● Work request:
Scan the material for the word "wooden", then return every line where it appears.

● Data for processing:

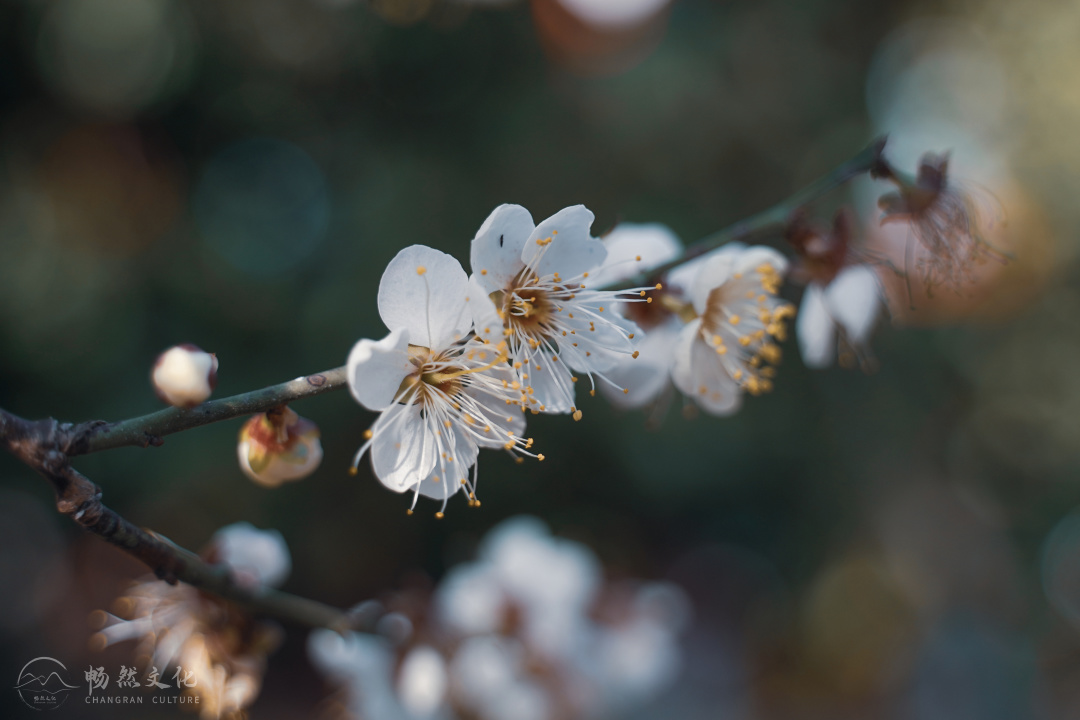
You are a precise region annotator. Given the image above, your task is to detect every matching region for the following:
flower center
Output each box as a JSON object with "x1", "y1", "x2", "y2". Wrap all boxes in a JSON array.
[
  {"x1": 496, "y1": 286, "x2": 557, "y2": 337},
  {"x1": 398, "y1": 345, "x2": 463, "y2": 403}
]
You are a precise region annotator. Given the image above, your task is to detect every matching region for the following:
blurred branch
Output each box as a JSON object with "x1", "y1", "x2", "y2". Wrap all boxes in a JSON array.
[
  {"x1": 69, "y1": 366, "x2": 348, "y2": 455},
  {"x1": 606, "y1": 137, "x2": 888, "y2": 290},
  {"x1": 0, "y1": 406, "x2": 363, "y2": 633}
]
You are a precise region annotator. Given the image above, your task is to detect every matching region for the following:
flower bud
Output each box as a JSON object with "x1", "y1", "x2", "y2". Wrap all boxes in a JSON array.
[
  {"x1": 208, "y1": 522, "x2": 292, "y2": 588},
  {"x1": 237, "y1": 406, "x2": 322, "y2": 487},
  {"x1": 152, "y1": 344, "x2": 218, "y2": 407}
]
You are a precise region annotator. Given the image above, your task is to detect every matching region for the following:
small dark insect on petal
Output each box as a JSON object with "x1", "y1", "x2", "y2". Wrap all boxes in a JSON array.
[{"x1": 499, "y1": 234, "x2": 504, "y2": 248}]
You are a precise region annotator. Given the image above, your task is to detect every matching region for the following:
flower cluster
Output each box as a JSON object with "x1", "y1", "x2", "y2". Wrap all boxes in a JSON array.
[
  {"x1": 308, "y1": 517, "x2": 690, "y2": 720},
  {"x1": 589, "y1": 224, "x2": 795, "y2": 415},
  {"x1": 90, "y1": 523, "x2": 288, "y2": 719},
  {"x1": 346, "y1": 207, "x2": 661, "y2": 515}
]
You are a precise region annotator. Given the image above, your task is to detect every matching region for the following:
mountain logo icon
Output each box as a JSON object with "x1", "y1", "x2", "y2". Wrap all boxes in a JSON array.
[{"x1": 14, "y1": 657, "x2": 77, "y2": 710}]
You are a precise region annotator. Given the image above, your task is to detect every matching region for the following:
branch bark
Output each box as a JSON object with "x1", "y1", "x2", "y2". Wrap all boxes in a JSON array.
[
  {"x1": 0, "y1": 406, "x2": 362, "y2": 632},
  {"x1": 69, "y1": 366, "x2": 348, "y2": 456}
]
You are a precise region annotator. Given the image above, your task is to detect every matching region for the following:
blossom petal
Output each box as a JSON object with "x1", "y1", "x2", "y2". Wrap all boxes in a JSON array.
[
  {"x1": 525, "y1": 349, "x2": 576, "y2": 414},
  {"x1": 463, "y1": 372, "x2": 527, "y2": 449},
  {"x1": 601, "y1": 319, "x2": 680, "y2": 408},
  {"x1": 589, "y1": 223, "x2": 682, "y2": 287},
  {"x1": 378, "y1": 245, "x2": 471, "y2": 350},
  {"x1": 470, "y1": 204, "x2": 535, "y2": 294},
  {"x1": 797, "y1": 284, "x2": 837, "y2": 369},
  {"x1": 667, "y1": 243, "x2": 744, "y2": 297},
  {"x1": 690, "y1": 245, "x2": 788, "y2": 315},
  {"x1": 466, "y1": 277, "x2": 505, "y2": 347},
  {"x1": 824, "y1": 265, "x2": 882, "y2": 345},
  {"x1": 347, "y1": 329, "x2": 414, "y2": 411},
  {"x1": 671, "y1": 320, "x2": 742, "y2": 415},
  {"x1": 370, "y1": 403, "x2": 438, "y2": 493},
  {"x1": 523, "y1": 206, "x2": 607, "y2": 281}
]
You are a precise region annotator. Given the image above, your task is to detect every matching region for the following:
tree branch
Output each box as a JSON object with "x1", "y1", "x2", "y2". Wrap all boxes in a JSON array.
[
  {"x1": 607, "y1": 137, "x2": 888, "y2": 290},
  {"x1": 0, "y1": 406, "x2": 363, "y2": 632},
  {"x1": 69, "y1": 366, "x2": 348, "y2": 456}
]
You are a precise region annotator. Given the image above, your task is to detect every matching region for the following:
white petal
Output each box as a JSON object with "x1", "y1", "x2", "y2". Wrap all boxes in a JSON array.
[
  {"x1": 523, "y1": 205, "x2": 607, "y2": 280},
  {"x1": 690, "y1": 245, "x2": 787, "y2": 314},
  {"x1": 467, "y1": 276, "x2": 505, "y2": 347},
  {"x1": 524, "y1": 349, "x2": 576, "y2": 414},
  {"x1": 378, "y1": 244, "x2": 471, "y2": 350},
  {"x1": 436, "y1": 564, "x2": 504, "y2": 636},
  {"x1": 601, "y1": 319, "x2": 680, "y2": 408},
  {"x1": 212, "y1": 522, "x2": 292, "y2": 588},
  {"x1": 414, "y1": 423, "x2": 474, "y2": 501},
  {"x1": 671, "y1": 320, "x2": 742, "y2": 415},
  {"x1": 370, "y1": 403, "x2": 438, "y2": 493},
  {"x1": 561, "y1": 310, "x2": 638, "y2": 374},
  {"x1": 797, "y1": 284, "x2": 837, "y2": 369},
  {"x1": 665, "y1": 242, "x2": 745, "y2": 298},
  {"x1": 347, "y1": 329, "x2": 414, "y2": 411},
  {"x1": 824, "y1": 265, "x2": 882, "y2": 345},
  {"x1": 469, "y1": 204, "x2": 534, "y2": 294},
  {"x1": 397, "y1": 646, "x2": 447, "y2": 718},
  {"x1": 463, "y1": 371, "x2": 526, "y2": 449},
  {"x1": 589, "y1": 223, "x2": 683, "y2": 287}
]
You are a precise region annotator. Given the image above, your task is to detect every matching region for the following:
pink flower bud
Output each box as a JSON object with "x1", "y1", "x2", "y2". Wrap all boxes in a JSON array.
[
  {"x1": 151, "y1": 344, "x2": 218, "y2": 407},
  {"x1": 237, "y1": 406, "x2": 322, "y2": 487}
]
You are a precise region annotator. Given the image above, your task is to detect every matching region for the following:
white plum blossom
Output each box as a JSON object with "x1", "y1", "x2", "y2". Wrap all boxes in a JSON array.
[
  {"x1": 672, "y1": 245, "x2": 794, "y2": 415},
  {"x1": 467, "y1": 204, "x2": 656, "y2": 419},
  {"x1": 589, "y1": 223, "x2": 732, "y2": 410},
  {"x1": 347, "y1": 245, "x2": 536, "y2": 516},
  {"x1": 797, "y1": 265, "x2": 883, "y2": 369},
  {"x1": 309, "y1": 517, "x2": 689, "y2": 720},
  {"x1": 152, "y1": 344, "x2": 218, "y2": 407}
]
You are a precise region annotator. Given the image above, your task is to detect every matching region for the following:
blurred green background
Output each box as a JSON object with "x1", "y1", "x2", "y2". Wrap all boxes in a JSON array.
[{"x1": 2, "y1": 0, "x2": 1080, "y2": 717}]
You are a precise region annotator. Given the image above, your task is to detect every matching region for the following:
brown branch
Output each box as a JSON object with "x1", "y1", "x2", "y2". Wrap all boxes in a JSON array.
[
  {"x1": 68, "y1": 366, "x2": 348, "y2": 456},
  {"x1": 0, "y1": 406, "x2": 365, "y2": 632}
]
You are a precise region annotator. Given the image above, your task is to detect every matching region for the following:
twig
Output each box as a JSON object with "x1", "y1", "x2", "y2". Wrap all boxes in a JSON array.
[
  {"x1": 69, "y1": 367, "x2": 348, "y2": 456},
  {"x1": 606, "y1": 137, "x2": 888, "y2": 290},
  {"x1": 0, "y1": 406, "x2": 362, "y2": 632}
]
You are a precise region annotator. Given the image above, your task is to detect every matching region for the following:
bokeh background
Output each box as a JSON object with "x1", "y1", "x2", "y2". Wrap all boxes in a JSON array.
[{"x1": 2, "y1": 0, "x2": 1080, "y2": 717}]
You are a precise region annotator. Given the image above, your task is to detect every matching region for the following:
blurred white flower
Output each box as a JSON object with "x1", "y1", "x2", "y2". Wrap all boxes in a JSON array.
[
  {"x1": 797, "y1": 265, "x2": 882, "y2": 369},
  {"x1": 554, "y1": 0, "x2": 670, "y2": 31},
  {"x1": 310, "y1": 517, "x2": 689, "y2": 720},
  {"x1": 347, "y1": 245, "x2": 535, "y2": 515},
  {"x1": 468, "y1": 204, "x2": 655, "y2": 418},
  {"x1": 672, "y1": 245, "x2": 794, "y2": 415},
  {"x1": 590, "y1": 223, "x2": 738, "y2": 409},
  {"x1": 210, "y1": 522, "x2": 292, "y2": 589},
  {"x1": 91, "y1": 524, "x2": 287, "y2": 719},
  {"x1": 151, "y1": 344, "x2": 218, "y2": 407},
  {"x1": 237, "y1": 406, "x2": 323, "y2": 487}
]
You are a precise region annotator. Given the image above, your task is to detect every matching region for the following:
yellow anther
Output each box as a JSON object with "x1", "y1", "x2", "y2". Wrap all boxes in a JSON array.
[
  {"x1": 348, "y1": 467, "x2": 358, "y2": 476},
  {"x1": 628, "y1": 333, "x2": 635, "y2": 339},
  {"x1": 435, "y1": 512, "x2": 445, "y2": 519},
  {"x1": 571, "y1": 376, "x2": 578, "y2": 382},
  {"x1": 406, "y1": 509, "x2": 414, "y2": 516},
  {"x1": 623, "y1": 388, "x2": 629, "y2": 394},
  {"x1": 655, "y1": 283, "x2": 662, "y2": 290},
  {"x1": 639, "y1": 291, "x2": 646, "y2": 297},
  {"x1": 589, "y1": 389, "x2": 596, "y2": 396},
  {"x1": 729, "y1": 315, "x2": 741, "y2": 325},
  {"x1": 363, "y1": 429, "x2": 373, "y2": 439},
  {"x1": 416, "y1": 266, "x2": 427, "y2": 275},
  {"x1": 646, "y1": 297, "x2": 653, "y2": 303},
  {"x1": 538, "y1": 454, "x2": 546, "y2": 461},
  {"x1": 632, "y1": 351, "x2": 640, "y2": 359},
  {"x1": 481, "y1": 269, "x2": 488, "y2": 275},
  {"x1": 573, "y1": 410, "x2": 583, "y2": 421},
  {"x1": 636, "y1": 255, "x2": 642, "y2": 261}
]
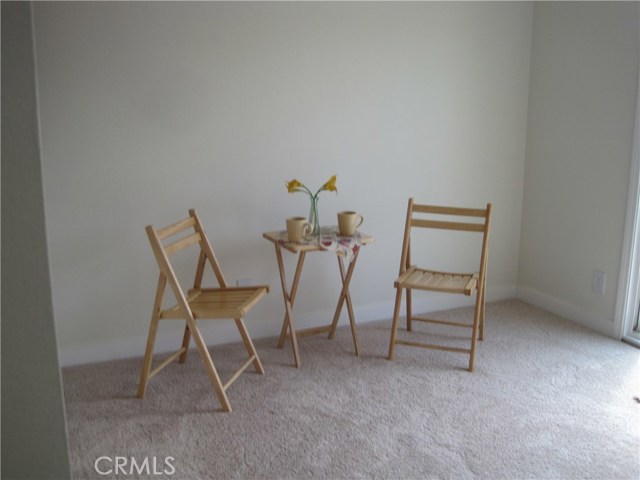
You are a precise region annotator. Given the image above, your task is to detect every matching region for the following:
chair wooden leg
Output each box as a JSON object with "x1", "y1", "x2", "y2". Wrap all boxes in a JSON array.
[
  {"x1": 406, "y1": 289, "x2": 413, "y2": 332},
  {"x1": 388, "y1": 287, "x2": 404, "y2": 360},
  {"x1": 138, "y1": 274, "x2": 166, "y2": 399},
  {"x1": 235, "y1": 318, "x2": 264, "y2": 375},
  {"x1": 137, "y1": 311, "x2": 160, "y2": 398},
  {"x1": 178, "y1": 324, "x2": 191, "y2": 363},
  {"x1": 479, "y1": 280, "x2": 486, "y2": 341},
  {"x1": 468, "y1": 288, "x2": 483, "y2": 372},
  {"x1": 188, "y1": 318, "x2": 232, "y2": 412}
]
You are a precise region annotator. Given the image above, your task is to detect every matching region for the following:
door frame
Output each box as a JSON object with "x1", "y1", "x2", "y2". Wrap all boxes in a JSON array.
[{"x1": 614, "y1": 48, "x2": 640, "y2": 347}]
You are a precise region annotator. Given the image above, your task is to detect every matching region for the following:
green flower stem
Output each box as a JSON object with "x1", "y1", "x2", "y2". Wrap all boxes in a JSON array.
[{"x1": 308, "y1": 195, "x2": 320, "y2": 237}]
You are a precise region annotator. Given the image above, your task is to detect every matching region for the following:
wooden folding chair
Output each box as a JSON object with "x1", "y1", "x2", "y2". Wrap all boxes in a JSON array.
[
  {"x1": 388, "y1": 199, "x2": 492, "y2": 372},
  {"x1": 137, "y1": 209, "x2": 269, "y2": 412}
]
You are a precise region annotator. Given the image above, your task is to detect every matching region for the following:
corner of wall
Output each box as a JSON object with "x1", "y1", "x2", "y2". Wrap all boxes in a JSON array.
[{"x1": 516, "y1": 285, "x2": 615, "y2": 338}]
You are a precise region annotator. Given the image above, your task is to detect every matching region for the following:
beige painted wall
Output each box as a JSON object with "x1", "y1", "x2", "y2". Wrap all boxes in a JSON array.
[
  {"x1": 519, "y1": 2, "x2": 639, "y2": 336},
  {"x1": 33, "y1": 2, "x2": 533, "y2": 365}
]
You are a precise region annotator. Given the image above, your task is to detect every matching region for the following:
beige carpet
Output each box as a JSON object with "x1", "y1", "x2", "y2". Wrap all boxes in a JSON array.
[{"x1": 62, "y1": 300, "x2": 640, "y2": 479}]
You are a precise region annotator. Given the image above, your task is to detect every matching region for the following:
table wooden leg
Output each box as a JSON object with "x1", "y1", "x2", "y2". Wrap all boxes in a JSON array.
[
  {"x1": 328, "y1": 250, "x2": 361, "y2": 356},
  {"x1": 277, "y1": 251, "x2": 306, "y2": 348},
  {"x1": 274, "y1": 244, "x2": 302, "y2": 368}
]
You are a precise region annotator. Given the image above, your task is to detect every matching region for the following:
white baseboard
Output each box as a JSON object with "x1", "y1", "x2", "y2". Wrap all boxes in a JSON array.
[
  {"x1": 58, "y1": 284, "x2": 517, "y2": 367},
  {"x1": 59, "y1": 330, "x2": 183, "y2": 368},
  {"x1": 515, "y1": 286, "x2": 615, "y2": 337}
]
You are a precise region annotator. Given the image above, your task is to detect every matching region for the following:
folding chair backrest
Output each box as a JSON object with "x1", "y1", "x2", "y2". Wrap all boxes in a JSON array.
[
  {"x1": 399, "y1": 199, "x2": 492, "y2": 277},
  {"x1": 146, "y1": 209, "x2": 229, "y2": 299}
]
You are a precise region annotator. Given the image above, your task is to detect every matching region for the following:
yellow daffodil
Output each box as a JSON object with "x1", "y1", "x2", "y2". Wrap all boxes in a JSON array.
[
  {"x1": 320, "y1": 175, "x2": 337, "y2": 193},
  {"x1": 285, "y1": 175, "x2": 337, "y2": 197},
  {"x1": 285, "y1": 175, "x2": 338, "y2": 236},
  {"x1": 286, "y1": 179, "x2": 305, "y2": 193}
]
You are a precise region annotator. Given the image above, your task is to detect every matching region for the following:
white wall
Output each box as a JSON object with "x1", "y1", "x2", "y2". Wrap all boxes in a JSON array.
[
  {"x1": 519, "y1": 2, "x2": 640, "y2": 336},
  {"x1": 33, "y1": 2, "x2": 533, "y2": 366},
  {"x1": 1, "y1": 2, "x2": 71, "y2": 476}
]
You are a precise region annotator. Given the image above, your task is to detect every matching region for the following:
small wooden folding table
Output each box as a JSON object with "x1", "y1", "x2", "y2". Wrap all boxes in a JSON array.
[{"x1": 263, "y1": 228, "x2": 373, "y2": 367}]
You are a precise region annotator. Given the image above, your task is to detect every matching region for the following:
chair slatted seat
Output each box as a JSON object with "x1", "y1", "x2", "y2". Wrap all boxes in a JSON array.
[{"x1": 397, "y1": 267, "x2": 478, "y2": 295}]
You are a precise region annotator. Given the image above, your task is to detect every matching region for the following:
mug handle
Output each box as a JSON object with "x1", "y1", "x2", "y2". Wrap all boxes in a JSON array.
[
  {"x1": 355, "y1": 214, "x2": 364, "y2": 229},
  {"x1": 302, "y1": 222, "x2": 312, "y2": 238}
]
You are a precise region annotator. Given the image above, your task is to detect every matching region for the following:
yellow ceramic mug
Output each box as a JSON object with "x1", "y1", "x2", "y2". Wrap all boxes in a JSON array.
[
  {"x1": 286, "y1": 216, "x2": 312, "y2": 243},
  {"x1": 337, "y1": 211, "x2": 364, "y2": 236}
]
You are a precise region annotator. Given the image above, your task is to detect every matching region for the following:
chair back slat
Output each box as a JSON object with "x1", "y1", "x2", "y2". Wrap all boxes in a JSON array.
[
  {"x1": 156, "y1": 217, "x2": 196, "y2": 240},
  {"x1": 412, "y1": 204, "x2": 487, "y2": 217},
  {"x1": 165, "y1": 232, "x2": 202, "y2": 256},
  {"x1": 410, "y1": 219, "x2": 486, "y2": 232}
]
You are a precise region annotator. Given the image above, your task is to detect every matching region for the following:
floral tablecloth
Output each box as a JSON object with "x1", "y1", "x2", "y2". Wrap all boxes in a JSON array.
[{"x1": 273, "y1": 226, "x2": 363, "y2": 263}]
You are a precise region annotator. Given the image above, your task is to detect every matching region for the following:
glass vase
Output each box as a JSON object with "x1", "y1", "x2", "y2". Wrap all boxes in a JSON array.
[{"x1": 308, "y1": 195, "x2": 320, "y2": 237}]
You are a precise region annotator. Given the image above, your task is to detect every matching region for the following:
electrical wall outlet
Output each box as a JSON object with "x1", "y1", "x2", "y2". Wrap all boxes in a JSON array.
[
  {"x1": 592, "y1": 270, "x2": 606, "y2": 295},
  {"x1": 236, "y1": 278, "x2": 252, "y2": 287}
]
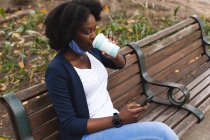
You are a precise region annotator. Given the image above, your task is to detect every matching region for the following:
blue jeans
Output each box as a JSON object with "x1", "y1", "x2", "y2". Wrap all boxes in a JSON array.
[{"x1": 82, "y1": 122, "x2": 179, "y2": 140}]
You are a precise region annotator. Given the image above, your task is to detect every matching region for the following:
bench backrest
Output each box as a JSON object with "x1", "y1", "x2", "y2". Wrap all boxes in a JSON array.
[
  {"x1": 136, "y1": 16, "x2": 210, "y2": 106},
  {"x1": 1, "y1": 15, "x2": 209, "y2": 140}
]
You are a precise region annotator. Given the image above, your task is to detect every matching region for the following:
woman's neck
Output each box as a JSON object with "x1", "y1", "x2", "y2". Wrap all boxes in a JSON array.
[{"x1": 63, "y1": 49, "x2": 87, "y2": 62}]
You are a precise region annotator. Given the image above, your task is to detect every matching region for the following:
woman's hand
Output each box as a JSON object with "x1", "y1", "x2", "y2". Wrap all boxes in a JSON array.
[
  {"x1": 102, "y1": 34, "x2": 119, "y2": 59},
  {"x1": 102, "y1": 34, "x2": 126, "y2": 68},
  {"x1": 107, "y1": 34, "x2": 118, "y2": 45},
  {"x1": 87, "y1": 102, "x2": 149, "y2": 133},
  {"x1": 119, "y1": 102, "x2": 149, "y2": 124}
]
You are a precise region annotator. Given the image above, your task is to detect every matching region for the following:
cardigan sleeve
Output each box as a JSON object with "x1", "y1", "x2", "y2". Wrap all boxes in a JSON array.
[
  {"x1": 90, "y1": 49, "x2": 126, "y2": 69},
  {"x1": 45, "y1": 65, "x2": 89, "y2": 135}
]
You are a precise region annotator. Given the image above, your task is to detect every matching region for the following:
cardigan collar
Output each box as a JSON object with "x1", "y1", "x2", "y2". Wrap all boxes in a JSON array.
[{"x1": 56, "y1": 51, "x2": 90, "y2": 117}]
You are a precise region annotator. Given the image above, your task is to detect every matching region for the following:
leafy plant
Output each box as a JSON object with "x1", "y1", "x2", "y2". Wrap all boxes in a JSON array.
[
  {"x1": 0, "y1": 8, "x2": 6, "y2": 18},
  {"x1": 202, "y1": 17, "x2": 210, "y2": 51},
  {"x1": 174, "y1": 6, "x2": 181, "y2": 17},
  {"x1": 0, "y1": 7, "x2": 56, "y2": 94},
  {"x1": 97, "y1": 14, "x2": 175, "y2": 47}
]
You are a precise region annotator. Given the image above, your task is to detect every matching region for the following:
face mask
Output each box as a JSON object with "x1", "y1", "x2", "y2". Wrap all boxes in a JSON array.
[{"x1": 69, "y1": 40, "x2": 86, "y2": 55}]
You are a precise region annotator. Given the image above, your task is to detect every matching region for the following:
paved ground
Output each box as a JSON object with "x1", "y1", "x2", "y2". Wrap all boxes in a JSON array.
[{"x1": 181, "y1": 110, "x2": 210, "y2": 140}]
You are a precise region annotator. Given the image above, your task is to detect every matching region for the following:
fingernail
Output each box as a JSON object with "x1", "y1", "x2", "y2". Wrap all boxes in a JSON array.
[{"x1": 136, "y1": 104, "x2": 140, "y2": 106}]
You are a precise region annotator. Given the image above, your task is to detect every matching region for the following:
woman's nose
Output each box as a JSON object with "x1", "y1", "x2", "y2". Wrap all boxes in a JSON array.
[{"x1": 90, "y1": 31, "x2": 96, "y2": 40}]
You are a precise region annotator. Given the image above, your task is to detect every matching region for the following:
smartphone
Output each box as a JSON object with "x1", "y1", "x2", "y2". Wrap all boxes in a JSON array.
[{"x1": 141, "y1": 96, "x2": 154, "y2": 106}]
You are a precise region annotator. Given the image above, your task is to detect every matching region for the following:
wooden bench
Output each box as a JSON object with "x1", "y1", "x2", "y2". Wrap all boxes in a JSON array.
[{"x1": 1, "y1": 15, "x2": 210, "y2": 140}]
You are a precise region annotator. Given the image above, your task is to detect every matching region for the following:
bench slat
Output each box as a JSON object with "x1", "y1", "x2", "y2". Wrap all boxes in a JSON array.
[
  {"x1": 108, "y1": 63, "x2": 140, "y2": 90},
  {"x1": 119, "y1": 46, "x2": 133, "y2": 55},
  {"x1": 32, "y1": 118, "x2": 58, "y2": 140},
  {"x1": 143, "y1": 23, "x2": 200, "y2": 56},
  {"x1": 136, "y1": 18, "x2": 195, "y2": 47},
  {"x1": 151, "y1": 55, "x2": 209, "y2": 99},
  {"x1": 24, "y1": 93, "x2": 52, "y2": 115},
  {"x1": 174, "y1": 94, "x2": 210, "y2": 137},
  {"x1": 16, "y1": 83, "x2": 47, "y2": 101},
  {"x1": 144, "y1": 47, "x2": 206, "y2": 99},
  {"x1": 154, "y1": 47, "x2": 204, "y2": 81},
  {"x1": 113, "y1": 84, "x2": 144, "y2": 109},
  {"x1": 109, "y1": 73, "x2": 141, "y2": 101},
  {"x1": 145, "y1": 30, "x2": 201, "y2": 68},
  {"x1": 28, "y1": 106, "x2": 57, "y2": 130},
  {"x1": 43, "y1": 132, "x2": 59, "y2": 140},
  {"x1": 108, "y1": 53, "x2": 138, "y2": 76},
  {"x1": 147, "y1": 39, "x2": 202, "y2": 77}
]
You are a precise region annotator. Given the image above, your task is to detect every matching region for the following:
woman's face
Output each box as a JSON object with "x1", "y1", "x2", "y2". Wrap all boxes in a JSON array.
[{"x1": 74, "y1": 14, "x2": 97, "y2": 51}]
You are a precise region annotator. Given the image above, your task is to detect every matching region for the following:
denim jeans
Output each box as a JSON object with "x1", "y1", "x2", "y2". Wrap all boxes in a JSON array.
[{"x1": 82, "y1": 122, "x2": 179, "y2": 140}]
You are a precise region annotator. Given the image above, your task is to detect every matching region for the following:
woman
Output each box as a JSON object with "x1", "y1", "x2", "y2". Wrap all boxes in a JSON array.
[{"x1": 44, "y1": 0, "x2": 179, "y2": 140}]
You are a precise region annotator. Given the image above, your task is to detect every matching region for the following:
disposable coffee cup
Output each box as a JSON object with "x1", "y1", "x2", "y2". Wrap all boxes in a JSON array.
[{"x1": 92, "y1": 33, "x2": 120, "y2": 57}]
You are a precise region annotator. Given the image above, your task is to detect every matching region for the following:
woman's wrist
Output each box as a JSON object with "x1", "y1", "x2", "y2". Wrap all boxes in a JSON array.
[{"x1": 113, "y1": 53, "x2": 126, "y2": 68}]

● Your solution:
chair wooden leg
wooden folding chair
table wooden leg
small wooden folding table
wooden bench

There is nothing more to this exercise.